## Exercise A
Reproduce the part of the time-study post that begins at the words "Ok what basis" and stops after the words "maintenance every quarter.".

## Selection
start

Ok what basis was 20 hours of observation chosen?
For tasks that barely require 10-15 seconds, like tightening a fastener, do you need 20 hours of observation? Pretty sure no. Let's assume the entire task at the work station or the position on a assembly line is tightening multiple fasteners, to torque specs, which can take some time. 10 fasteners, 15 seconds each, is still 150 seconds. That is 480 repetitions in 20 hours, assuming ideal conditions. In real world with shift changes, breaks, you'll be getting around 15-16 hours of actual observations. Now, if management insists on 20 hours of readings, they're even more fucked up in their heads.
Do you need 480 repetitions to set a labor standard for fastener tightening? Probably not. At least for initial. A better approach would be 10 hours of observation with 2.5 hours of maintenance every quarter.
Also, do you set the mean as your labor standard from the observations? Or the median? Or is that set by engineering teams in consultation with supervisors?
For a 150 second job, each observation ranging between 141 - 158, 480 observations.
Standard deviation is 4.685 (I've used Excel rand between(142, 157) for observations).

end

## Provided information
start

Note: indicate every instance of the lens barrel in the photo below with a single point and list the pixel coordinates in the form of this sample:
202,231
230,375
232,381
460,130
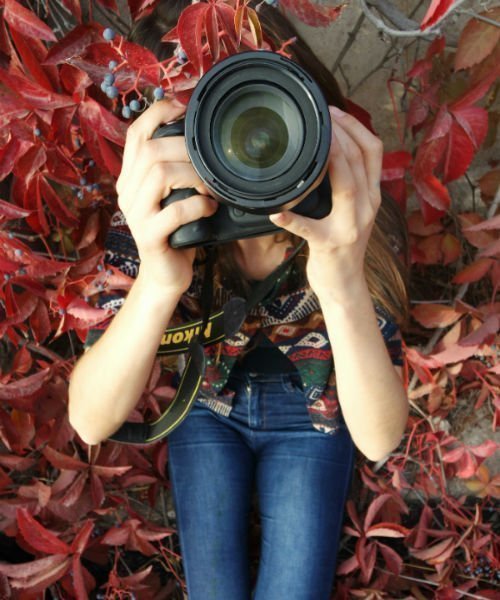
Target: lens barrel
258,132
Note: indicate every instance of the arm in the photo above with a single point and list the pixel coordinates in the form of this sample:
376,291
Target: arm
109,379
370,390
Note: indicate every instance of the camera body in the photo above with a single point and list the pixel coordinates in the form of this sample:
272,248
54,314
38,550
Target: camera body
257,131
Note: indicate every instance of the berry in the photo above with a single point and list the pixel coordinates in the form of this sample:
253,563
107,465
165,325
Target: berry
108,34
112,91
135,105
158,93
180,54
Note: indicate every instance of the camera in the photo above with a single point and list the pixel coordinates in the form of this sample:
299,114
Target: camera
257,131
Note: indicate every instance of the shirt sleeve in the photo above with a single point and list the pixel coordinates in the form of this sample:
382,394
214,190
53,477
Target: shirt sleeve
392,335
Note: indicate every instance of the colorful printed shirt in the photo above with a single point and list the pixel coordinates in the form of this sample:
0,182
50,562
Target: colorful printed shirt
292,320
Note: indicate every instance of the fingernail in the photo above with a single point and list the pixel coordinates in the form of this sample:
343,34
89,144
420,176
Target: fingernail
334,110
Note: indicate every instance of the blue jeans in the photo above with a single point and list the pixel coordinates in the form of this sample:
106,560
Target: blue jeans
301,476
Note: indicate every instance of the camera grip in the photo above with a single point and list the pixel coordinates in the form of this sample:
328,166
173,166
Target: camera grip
189,235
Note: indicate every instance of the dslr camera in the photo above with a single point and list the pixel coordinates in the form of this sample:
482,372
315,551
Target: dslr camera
257,130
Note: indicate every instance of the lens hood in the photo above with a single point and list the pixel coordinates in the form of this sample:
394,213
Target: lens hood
258,132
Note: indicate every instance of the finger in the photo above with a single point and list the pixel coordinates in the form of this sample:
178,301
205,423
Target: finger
182,212
142,129
355,173
343,186
157,184
306,228
371,146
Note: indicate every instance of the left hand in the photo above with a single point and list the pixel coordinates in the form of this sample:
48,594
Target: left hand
337,243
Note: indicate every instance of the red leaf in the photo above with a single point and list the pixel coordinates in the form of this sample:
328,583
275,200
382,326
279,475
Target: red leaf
437,553
37,536
189,28
387,530
80,542
374,508
436,10
477,40
72,44
34,94
102,121
26,22
32,568
473,272
313,14
392,559
435,315
63,461
11,211
24,387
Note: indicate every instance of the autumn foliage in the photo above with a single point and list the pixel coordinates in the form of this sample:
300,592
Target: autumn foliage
94,521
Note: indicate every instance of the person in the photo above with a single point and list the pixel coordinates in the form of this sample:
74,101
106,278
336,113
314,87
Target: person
313,374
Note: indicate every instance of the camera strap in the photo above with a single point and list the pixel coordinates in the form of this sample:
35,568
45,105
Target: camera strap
191,337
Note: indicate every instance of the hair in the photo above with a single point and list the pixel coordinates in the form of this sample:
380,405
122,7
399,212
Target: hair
386,259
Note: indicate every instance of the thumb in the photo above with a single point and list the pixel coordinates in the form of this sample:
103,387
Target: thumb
292,222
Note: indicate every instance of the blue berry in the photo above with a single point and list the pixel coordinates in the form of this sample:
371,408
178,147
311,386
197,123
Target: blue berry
135,105
158,93
112,91
108,34
180,54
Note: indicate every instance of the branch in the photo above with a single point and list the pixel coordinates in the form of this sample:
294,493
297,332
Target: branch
393,15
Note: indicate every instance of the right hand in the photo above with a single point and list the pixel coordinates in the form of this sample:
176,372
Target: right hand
150,170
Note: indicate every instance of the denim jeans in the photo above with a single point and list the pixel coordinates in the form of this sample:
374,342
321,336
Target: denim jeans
301,477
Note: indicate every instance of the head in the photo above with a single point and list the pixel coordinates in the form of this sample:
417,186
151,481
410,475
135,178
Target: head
386,257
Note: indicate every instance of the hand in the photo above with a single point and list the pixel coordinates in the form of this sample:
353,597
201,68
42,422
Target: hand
337,243
150,170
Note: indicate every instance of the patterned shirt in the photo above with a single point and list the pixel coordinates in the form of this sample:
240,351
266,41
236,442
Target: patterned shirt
292,320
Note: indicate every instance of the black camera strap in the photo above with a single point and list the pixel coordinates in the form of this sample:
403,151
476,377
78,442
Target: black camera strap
191,337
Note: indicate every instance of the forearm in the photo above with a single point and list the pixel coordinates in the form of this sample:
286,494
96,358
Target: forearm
370,391
109,379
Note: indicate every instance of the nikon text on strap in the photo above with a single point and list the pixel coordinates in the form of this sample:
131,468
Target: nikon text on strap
192,336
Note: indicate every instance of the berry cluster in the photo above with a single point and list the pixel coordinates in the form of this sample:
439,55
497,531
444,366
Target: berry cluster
483,568
108,84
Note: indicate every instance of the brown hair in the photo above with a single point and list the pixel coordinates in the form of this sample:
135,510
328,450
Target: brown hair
386,257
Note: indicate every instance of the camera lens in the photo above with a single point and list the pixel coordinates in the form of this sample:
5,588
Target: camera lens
257,134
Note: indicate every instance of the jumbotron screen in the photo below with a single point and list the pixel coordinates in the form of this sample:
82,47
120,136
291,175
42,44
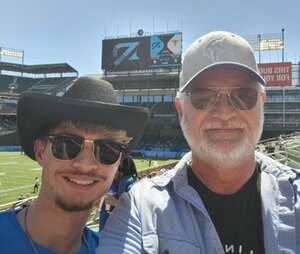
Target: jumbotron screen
142,53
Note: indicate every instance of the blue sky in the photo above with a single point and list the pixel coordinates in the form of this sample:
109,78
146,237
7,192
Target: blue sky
54,31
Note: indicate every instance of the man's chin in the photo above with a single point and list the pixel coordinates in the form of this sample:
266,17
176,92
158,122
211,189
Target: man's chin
70,206
225,155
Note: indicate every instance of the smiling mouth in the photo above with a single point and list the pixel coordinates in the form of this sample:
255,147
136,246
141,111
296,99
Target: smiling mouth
80,182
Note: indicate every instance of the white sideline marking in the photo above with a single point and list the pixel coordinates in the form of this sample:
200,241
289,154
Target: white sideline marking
9,163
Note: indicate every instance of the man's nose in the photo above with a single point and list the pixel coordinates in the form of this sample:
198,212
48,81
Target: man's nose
86,160
223,107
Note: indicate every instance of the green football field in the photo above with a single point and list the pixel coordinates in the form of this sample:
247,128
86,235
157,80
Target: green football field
17,174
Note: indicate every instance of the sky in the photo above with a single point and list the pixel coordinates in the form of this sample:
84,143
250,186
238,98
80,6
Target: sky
58,31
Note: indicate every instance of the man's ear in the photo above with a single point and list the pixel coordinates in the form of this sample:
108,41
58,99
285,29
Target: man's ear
178,108
39,148
264,96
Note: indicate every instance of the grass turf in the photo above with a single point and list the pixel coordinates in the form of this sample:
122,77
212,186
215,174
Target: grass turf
17,174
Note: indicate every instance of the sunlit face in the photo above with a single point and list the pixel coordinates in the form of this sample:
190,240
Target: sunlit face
74,185
222,136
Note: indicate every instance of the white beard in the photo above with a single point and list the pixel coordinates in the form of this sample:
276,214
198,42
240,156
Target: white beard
226,155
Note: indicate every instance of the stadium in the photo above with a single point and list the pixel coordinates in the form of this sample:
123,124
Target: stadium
144,71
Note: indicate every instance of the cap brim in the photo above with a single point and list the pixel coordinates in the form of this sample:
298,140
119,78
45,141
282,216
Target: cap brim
253,73
37,112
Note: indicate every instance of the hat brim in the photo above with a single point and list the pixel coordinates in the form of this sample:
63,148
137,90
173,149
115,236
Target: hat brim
253,73
37,112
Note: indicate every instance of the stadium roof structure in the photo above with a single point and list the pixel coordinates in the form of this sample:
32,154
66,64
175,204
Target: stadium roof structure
38,68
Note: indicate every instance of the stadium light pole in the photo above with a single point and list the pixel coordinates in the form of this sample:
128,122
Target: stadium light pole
282,38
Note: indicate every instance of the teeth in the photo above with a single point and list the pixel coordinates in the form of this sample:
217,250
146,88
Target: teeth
81,182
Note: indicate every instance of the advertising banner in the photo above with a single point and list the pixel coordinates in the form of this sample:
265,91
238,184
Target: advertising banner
276,74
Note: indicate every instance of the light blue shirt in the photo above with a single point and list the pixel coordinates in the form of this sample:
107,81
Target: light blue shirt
166,215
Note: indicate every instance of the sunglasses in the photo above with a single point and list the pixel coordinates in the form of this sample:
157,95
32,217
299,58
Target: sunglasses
68,147
241,98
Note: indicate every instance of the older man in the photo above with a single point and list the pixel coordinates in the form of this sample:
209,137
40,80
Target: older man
222,197
78,140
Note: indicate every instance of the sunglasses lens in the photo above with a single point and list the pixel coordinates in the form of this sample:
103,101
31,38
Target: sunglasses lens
107,152
66,147
202,98
244,98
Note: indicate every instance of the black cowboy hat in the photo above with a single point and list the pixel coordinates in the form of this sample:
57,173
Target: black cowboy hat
89,99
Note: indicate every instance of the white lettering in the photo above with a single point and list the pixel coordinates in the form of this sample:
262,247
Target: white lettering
229,248
269,77
282,77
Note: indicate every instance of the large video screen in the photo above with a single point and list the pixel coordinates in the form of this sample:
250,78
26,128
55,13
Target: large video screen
142,53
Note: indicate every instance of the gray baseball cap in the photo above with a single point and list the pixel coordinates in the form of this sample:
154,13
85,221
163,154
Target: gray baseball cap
218,49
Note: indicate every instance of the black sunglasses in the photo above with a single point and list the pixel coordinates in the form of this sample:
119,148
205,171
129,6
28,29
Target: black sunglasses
68,147
242,98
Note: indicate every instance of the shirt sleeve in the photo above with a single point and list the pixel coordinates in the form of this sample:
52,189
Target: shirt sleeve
122,232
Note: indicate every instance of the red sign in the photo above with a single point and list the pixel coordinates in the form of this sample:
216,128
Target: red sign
276,74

end

## Exercise B
List every line of the entries that contains the string "sunglasses", matching case exactly.

## Correct output A
Ok what basis was 20 hours of observation chosen?
For tasks that barely require 10-15 seconds, like tightening a fastener, do you need 20 hours of observation? Pretty sure no. Let's assume the entire task at the work station or the position on a assembly line is tightening multiple fasteners, to torque specs, which can take some time. 10 fasteners, 15 seconds each, is still 150 seconds. That is 480 repetitions in 20 hours, assuming ideal conditions. In real world with shift changes, breaks, you'll be getting around 15-16 hours of actual observations. Now, if management insists on 20 hours of readings, they're even more fucked up in their heads.
Do you need 480 repetitions to set a labor standard for fastener tightening? Probably not. At least for initial. A better approach would be 10 hours of observation with 2.5 hours of maintenance every quarter.

## Correct output B
Note: indicate every instance of the sunglasses in the photo above with a single point and list the pixel coordinates in the form of this sample:
Target: sunglasses
Note: indicate every instance of the sunglasses lens in the photo above with a single point and list the pixel coordinates in the form of this sample:
Target: sunglasses lens
Note: indicate every instance of the black sunglasses in the photo above with a single point and list the pixel coordinates in the form of this sample:
Target: black sunglasses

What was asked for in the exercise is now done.